— WHAT THE EXERCISE ASKS —
Find every line in the data below that contains the word "slice" and copy each of those lines.

Start of RECORDS FOR PROCESSING

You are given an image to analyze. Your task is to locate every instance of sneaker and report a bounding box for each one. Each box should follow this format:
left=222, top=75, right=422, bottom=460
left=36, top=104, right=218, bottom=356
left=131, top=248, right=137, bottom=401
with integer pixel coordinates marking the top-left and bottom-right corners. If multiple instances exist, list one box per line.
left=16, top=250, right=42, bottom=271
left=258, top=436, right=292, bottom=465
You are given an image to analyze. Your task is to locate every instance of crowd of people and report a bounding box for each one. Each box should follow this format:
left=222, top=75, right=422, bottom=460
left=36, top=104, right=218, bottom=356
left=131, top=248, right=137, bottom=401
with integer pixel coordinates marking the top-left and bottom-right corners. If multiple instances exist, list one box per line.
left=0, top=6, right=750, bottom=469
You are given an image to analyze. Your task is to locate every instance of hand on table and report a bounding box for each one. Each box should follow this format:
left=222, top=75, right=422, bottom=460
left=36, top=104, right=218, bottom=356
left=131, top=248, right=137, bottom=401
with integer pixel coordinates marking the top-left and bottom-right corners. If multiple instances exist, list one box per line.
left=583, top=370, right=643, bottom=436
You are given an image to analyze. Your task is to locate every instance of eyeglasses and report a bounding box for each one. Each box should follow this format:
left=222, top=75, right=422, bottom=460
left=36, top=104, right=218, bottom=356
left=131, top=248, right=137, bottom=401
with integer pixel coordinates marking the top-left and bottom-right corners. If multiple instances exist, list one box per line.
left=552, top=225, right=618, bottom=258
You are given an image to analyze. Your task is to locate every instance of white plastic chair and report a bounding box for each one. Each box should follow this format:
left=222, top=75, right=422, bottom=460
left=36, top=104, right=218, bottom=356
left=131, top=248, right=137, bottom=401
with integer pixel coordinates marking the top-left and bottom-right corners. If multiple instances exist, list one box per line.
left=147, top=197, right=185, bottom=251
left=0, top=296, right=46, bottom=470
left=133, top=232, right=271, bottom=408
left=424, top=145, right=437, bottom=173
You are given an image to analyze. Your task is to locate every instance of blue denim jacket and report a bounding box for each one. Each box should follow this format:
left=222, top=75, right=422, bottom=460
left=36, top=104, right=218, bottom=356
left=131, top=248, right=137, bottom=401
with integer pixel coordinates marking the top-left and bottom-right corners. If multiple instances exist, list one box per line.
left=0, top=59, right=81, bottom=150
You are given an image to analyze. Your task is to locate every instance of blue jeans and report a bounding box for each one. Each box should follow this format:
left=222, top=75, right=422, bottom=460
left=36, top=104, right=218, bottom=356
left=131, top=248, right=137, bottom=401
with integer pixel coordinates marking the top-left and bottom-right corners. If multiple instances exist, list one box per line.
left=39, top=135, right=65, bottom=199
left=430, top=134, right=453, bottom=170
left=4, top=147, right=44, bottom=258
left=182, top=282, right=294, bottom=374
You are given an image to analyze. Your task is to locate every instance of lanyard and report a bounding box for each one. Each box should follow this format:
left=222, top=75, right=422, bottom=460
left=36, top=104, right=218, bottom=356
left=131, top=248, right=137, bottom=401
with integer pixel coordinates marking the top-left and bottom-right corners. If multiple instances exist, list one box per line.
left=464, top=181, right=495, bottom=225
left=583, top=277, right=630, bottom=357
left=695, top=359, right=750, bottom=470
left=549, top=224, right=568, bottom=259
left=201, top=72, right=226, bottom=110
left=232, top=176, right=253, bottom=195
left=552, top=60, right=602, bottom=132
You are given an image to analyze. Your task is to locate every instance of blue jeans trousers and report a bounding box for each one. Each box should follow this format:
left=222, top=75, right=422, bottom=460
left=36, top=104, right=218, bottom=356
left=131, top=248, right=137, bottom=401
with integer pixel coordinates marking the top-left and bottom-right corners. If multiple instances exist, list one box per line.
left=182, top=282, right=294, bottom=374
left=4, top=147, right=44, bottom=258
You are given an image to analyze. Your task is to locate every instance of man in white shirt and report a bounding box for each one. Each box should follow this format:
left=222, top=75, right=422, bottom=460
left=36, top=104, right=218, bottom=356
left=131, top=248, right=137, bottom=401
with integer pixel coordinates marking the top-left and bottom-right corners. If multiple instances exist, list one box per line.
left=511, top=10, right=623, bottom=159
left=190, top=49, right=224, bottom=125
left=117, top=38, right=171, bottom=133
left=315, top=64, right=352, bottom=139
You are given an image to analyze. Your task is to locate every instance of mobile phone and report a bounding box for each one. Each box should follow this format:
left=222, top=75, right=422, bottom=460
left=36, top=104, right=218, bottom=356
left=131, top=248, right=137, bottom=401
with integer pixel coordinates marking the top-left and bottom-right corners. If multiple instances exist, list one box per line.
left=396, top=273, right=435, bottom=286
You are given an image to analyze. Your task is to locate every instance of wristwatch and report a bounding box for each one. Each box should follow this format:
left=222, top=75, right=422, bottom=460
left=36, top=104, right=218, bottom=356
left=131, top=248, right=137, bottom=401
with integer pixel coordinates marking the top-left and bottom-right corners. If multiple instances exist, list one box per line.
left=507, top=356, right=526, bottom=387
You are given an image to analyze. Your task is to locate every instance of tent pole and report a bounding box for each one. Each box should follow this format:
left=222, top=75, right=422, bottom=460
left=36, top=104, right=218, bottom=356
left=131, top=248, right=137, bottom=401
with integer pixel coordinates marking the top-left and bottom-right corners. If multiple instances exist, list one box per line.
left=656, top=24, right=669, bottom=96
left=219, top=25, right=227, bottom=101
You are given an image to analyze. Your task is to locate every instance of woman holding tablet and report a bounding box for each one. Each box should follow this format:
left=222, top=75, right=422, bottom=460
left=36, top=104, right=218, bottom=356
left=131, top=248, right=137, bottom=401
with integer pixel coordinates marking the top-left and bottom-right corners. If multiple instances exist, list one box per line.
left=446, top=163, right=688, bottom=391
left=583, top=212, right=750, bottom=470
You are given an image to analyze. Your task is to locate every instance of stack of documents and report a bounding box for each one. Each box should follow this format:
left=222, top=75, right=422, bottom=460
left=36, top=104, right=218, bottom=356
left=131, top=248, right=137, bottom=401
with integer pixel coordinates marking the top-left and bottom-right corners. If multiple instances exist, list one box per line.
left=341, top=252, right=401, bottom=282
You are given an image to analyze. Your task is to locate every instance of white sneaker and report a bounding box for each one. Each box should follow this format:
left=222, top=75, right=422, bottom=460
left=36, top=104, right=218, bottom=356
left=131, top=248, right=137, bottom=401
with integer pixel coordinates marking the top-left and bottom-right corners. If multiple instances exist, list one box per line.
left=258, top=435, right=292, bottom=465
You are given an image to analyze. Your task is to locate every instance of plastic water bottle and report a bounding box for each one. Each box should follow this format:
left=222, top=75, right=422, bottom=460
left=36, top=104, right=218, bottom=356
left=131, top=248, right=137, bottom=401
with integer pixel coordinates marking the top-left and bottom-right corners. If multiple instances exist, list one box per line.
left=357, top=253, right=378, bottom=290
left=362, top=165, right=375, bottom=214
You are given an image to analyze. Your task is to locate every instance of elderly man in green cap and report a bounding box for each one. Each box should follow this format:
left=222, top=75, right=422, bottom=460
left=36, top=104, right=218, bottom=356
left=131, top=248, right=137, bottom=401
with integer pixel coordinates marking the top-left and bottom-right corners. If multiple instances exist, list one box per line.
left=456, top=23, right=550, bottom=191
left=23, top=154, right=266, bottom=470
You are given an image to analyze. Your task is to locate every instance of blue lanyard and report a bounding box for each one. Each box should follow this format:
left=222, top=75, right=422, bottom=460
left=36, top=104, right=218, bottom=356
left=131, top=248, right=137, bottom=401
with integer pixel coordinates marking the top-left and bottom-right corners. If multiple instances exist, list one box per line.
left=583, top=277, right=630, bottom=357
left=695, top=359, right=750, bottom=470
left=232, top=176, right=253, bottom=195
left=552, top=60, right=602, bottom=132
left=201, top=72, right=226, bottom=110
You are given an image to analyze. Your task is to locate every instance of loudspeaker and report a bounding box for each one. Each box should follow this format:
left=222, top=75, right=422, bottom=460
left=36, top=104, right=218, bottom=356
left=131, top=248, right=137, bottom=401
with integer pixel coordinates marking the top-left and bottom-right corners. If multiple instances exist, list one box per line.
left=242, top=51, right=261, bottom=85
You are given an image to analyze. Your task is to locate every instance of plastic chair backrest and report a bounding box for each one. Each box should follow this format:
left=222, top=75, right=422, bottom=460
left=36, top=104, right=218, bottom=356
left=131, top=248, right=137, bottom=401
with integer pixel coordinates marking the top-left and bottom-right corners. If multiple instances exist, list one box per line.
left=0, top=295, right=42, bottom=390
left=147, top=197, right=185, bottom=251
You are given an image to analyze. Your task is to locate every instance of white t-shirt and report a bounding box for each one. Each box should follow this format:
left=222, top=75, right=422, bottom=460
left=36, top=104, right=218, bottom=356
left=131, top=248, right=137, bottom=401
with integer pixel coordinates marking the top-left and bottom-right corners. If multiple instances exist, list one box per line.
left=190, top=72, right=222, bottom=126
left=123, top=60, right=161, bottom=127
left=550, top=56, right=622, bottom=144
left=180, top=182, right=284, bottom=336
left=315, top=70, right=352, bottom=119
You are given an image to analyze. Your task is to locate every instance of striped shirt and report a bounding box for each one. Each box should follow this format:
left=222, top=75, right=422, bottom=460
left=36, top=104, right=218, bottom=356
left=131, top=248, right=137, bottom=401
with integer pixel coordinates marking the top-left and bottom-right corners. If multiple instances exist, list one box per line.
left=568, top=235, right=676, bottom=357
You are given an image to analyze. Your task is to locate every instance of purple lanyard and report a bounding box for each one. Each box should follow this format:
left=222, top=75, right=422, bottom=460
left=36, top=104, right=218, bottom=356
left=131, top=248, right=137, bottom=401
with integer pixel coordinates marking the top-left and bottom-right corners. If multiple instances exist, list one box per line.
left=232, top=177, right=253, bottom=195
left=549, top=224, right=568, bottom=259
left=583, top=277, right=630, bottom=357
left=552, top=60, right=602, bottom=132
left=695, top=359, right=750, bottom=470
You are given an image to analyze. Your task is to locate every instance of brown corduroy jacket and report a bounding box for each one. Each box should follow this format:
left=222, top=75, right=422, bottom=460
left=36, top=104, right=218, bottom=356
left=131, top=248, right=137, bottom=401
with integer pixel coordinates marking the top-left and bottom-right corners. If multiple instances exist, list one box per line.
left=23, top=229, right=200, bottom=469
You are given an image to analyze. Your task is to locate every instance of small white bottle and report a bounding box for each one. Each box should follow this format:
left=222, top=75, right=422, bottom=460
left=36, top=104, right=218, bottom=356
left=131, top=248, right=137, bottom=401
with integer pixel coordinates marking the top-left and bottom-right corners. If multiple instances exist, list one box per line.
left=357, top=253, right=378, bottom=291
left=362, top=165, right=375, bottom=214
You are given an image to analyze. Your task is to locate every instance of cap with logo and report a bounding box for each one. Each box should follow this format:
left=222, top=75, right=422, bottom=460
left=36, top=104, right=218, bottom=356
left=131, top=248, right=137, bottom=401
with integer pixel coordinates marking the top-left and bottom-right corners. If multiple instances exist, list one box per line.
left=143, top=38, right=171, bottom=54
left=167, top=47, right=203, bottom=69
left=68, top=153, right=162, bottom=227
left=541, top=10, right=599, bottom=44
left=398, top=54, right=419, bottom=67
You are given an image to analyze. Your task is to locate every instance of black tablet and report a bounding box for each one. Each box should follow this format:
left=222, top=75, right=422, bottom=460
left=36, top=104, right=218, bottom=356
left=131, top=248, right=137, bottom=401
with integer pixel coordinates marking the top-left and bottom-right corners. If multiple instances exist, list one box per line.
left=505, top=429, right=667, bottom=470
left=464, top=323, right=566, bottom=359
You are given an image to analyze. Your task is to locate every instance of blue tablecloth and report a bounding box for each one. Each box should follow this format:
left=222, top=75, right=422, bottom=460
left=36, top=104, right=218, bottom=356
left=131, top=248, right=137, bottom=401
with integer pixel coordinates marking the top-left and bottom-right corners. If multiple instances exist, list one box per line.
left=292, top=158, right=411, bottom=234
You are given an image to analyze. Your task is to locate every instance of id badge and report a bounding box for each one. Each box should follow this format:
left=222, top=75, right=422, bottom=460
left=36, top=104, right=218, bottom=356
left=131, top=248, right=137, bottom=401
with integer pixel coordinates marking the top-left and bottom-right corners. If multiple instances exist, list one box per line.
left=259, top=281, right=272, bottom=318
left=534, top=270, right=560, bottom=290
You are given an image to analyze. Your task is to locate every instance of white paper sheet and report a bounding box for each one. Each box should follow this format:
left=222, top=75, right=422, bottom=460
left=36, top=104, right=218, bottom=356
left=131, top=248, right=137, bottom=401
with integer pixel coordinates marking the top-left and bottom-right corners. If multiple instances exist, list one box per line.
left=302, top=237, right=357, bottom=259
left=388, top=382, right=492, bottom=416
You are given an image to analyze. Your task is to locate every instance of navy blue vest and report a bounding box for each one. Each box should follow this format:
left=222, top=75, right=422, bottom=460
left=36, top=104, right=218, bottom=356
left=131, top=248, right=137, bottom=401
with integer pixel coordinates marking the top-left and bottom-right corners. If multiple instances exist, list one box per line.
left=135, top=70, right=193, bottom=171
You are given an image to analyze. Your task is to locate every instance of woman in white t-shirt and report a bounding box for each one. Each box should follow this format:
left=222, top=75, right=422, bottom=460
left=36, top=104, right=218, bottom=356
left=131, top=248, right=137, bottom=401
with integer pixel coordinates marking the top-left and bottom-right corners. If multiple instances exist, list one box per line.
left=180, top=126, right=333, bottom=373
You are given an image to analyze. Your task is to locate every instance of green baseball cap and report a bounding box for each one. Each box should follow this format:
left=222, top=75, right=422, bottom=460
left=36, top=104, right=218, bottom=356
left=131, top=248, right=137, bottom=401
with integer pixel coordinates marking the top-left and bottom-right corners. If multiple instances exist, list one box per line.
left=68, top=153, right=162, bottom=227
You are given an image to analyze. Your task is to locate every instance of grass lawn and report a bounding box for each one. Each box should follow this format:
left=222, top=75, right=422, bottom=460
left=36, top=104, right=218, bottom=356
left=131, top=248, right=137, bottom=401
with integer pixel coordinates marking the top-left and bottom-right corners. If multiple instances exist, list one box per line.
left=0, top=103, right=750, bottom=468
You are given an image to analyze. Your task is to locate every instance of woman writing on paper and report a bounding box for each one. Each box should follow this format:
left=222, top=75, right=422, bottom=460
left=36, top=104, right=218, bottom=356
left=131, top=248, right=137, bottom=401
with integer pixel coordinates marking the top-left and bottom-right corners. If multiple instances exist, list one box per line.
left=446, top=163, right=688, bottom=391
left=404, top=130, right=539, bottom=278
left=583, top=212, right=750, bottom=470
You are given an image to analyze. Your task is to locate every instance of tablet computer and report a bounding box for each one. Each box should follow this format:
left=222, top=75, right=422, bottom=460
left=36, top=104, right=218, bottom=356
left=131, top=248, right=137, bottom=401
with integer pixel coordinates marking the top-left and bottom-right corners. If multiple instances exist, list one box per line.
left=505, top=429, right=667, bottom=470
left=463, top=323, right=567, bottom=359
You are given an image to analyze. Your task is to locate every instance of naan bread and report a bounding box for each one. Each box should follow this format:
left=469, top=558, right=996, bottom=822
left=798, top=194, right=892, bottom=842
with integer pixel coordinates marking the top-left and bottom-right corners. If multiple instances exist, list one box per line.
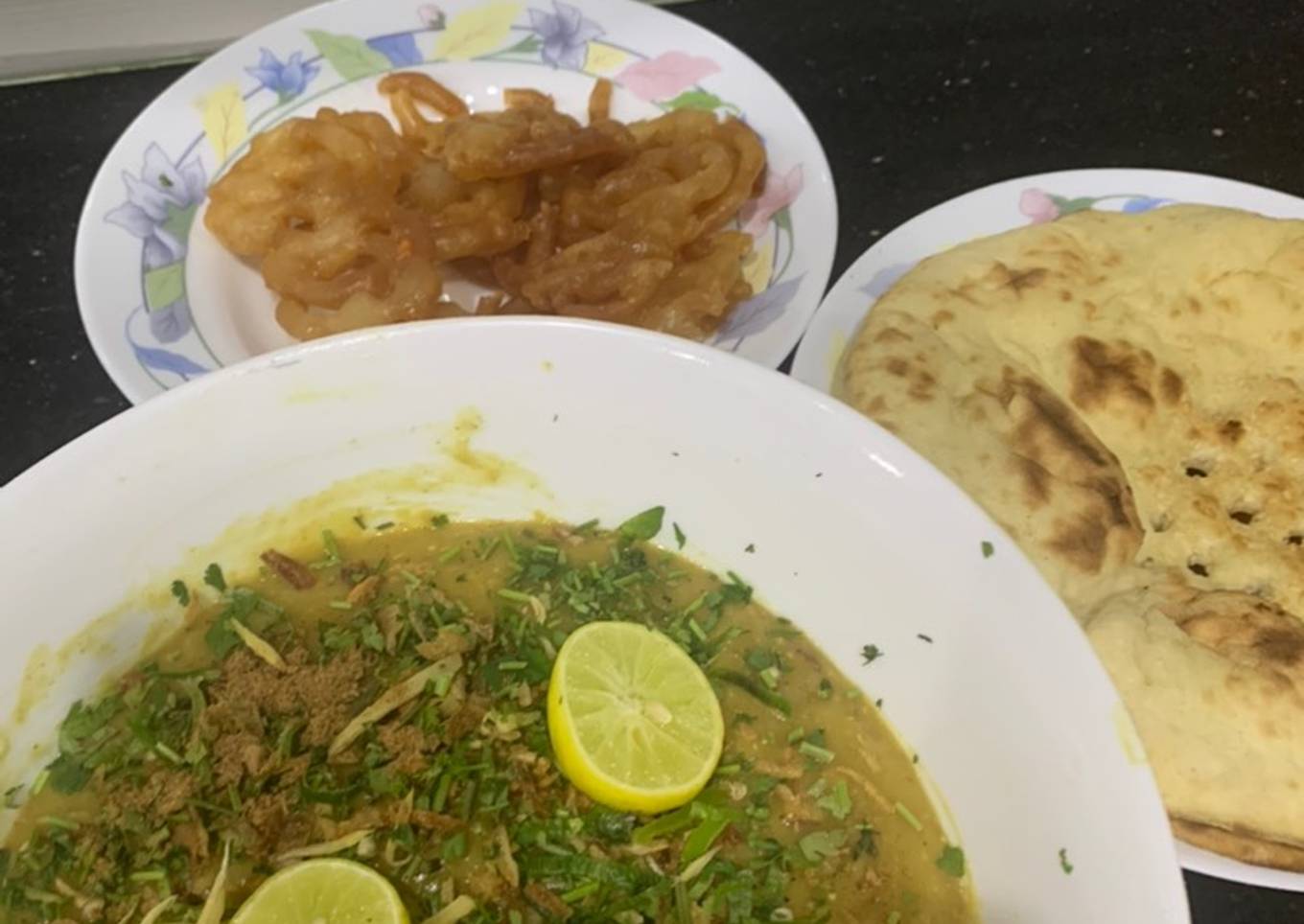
left=836, top=206, right=1304, bottom=868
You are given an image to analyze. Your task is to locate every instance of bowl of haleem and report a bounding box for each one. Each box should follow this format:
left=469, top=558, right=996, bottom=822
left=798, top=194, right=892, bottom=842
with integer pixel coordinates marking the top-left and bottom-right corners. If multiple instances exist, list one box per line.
left=0, top=319, right=1188, bottom=924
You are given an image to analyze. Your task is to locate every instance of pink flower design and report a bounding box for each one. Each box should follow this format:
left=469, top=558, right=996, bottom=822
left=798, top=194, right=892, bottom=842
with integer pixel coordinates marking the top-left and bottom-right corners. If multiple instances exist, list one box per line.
left=738, top=164, right=802, bottom=237
left=617, top=51, right=720, bottom=103
left=1018, top=189, right=1060, bottom=224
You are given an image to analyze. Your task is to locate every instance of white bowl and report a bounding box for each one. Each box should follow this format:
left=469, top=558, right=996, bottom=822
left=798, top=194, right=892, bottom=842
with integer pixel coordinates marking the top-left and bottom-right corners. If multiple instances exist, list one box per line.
left=0, top=319, right=1188, bottom=924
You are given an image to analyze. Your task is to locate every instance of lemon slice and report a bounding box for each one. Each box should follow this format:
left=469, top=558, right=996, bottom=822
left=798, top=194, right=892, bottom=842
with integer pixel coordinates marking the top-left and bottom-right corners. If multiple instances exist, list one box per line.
left=547, top=622, right=725, bottom=815
left=231, top=859, right=408, bottom=924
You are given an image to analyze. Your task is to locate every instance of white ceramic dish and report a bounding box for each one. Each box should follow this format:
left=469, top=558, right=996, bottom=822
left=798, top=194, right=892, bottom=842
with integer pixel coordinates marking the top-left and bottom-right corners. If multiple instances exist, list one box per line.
left=793, top=170, right=1304, bottom=391
left=76, top=0, right=837, bottom=403
left=793, top=170, right=1304, bottom=891
left=0, top=319, right=1188, bottom=924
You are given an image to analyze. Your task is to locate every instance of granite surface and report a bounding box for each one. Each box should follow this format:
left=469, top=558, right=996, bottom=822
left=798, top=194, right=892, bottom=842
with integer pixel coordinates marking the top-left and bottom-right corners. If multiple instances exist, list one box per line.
left=0, top=0, right=1304, bottom=924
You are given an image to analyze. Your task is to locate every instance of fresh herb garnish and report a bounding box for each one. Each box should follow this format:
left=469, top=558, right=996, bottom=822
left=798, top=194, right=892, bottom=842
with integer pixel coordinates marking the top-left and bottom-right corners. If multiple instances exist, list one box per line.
left=203, top=562, right=227, bottom=593
left=797, top=829, right=847, bottom=863
left=938, top=843, right=965, bottom=880
left=815, top=779, right=851, bottom=821
left=616, top=507, right=665, bottom=543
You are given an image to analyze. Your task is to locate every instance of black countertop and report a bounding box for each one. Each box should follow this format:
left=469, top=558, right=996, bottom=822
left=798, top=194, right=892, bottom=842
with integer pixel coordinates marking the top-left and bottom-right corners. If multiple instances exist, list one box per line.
left=0, top=0, right=1304, bottom=924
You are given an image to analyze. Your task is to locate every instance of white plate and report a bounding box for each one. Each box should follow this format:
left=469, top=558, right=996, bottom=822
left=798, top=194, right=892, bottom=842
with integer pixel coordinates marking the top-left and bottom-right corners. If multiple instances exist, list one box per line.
left=0, top=318, right=1188, bottom=924
left=793, top=170, right=1304, bottom=391
left=793, top=170, right=1304, bottom=891
left=76, top=0, right=837, bottom=403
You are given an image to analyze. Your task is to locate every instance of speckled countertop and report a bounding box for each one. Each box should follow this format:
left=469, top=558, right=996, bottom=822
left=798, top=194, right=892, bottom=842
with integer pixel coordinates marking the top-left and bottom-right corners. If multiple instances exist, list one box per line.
left=0, top=0, right=1304, bottom=924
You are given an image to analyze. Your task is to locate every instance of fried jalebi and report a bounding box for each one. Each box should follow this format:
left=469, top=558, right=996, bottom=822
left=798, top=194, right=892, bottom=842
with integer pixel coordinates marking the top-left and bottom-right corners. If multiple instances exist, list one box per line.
left=205, top=73, right=765, bottom=339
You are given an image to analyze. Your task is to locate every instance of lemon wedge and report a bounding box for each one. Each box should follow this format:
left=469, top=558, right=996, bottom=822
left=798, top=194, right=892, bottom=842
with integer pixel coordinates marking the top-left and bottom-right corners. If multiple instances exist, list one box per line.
left=231, top=859, right=408, bottom=924
left=547, top=622, right=725, bottom=815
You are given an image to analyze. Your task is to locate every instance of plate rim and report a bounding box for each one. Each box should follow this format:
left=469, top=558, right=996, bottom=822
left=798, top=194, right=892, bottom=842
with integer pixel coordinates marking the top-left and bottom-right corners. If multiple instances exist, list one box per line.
left=792, top=167, right=1304, bottom=892
left=72, top=0, right=840, bottom=405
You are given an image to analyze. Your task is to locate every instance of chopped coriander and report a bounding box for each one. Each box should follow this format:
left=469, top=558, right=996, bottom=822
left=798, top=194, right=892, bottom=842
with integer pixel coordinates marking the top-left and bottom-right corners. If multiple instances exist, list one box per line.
left=742, top=648, right=779, bottom=674
left=712, top=670, right=793, bottom=718
left=435, top=543, right=461, bottom=565
left=203, top=562, right=227, bottom=593
left=322, top=529, right=341, bottom=565
left=851, top=825, right=879, bottom=859
left=797, top=740, right=837, bottom=764
left=616, top=507, right=665, bottom=541
left=894, top=801, right=923, bottom=831
left=797, top=830, right=847, bottom=863
left=815, top=779, right=851, bottom=821
left=938, top=843, right=965, bottom=880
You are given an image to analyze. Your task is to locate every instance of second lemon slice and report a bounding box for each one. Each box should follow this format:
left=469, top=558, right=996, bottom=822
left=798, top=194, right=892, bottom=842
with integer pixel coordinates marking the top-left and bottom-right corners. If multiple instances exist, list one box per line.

End of RECORDS FOR PROCESSING

— ANSWER TO THIS TASK —
You are given an image to analyze. Your task is to locate every instance of lemon slice and report a bounding box for each one. Each box should follow this format:
You are given an image to analyze. Your task is to locate every instance of second lemon slice and report a bounding box for each one. Each box should follow this format:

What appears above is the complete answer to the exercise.